PROBLEM DETAILS:
Recast these items as a two-column CSV with the columns item_text and answer, one row per item. Put each field in double quotes and replace line breaks with spaces.

DATA TO USE:
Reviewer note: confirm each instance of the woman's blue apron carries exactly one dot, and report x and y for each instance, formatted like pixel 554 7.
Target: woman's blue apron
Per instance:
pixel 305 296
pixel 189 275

WORKED ANSWER:
item_text,answer
"Reviewer note: confirm each instance of the woman's blue apron carries exactly one dot, and report x and y for each instance, formatted like pixel 554 7. Target: woman's blue apron Per instance:","pixel 305 296 pixel 189 275"